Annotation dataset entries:

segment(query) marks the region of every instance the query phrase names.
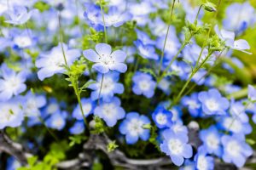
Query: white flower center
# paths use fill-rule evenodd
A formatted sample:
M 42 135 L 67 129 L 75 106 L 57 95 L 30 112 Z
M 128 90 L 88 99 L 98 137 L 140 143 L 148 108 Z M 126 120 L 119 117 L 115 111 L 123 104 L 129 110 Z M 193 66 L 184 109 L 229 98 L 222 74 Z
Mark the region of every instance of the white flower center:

◆ Stated exercise
Write out every line of the items above verbatim, leaving out the pictures.

◆ Exercise output
segment(query) marks the region of every instance the query phrase names.
Query: white flower center
# paths use fill-rule evenodd
A formatted sample:
M 42 135 L 67 129 L 75 106 L 57 95 L 30 112 Z
M 128 90 L 88 99 L 98 137 L 140 143 L 148 108 Z M 126 120 L 119 117 L 115 111 L 123 104 L 129 110 Z M 193 66 L 184 109 L 229 98 L 222 74 Z
Mark the region of every instance of the white flower center:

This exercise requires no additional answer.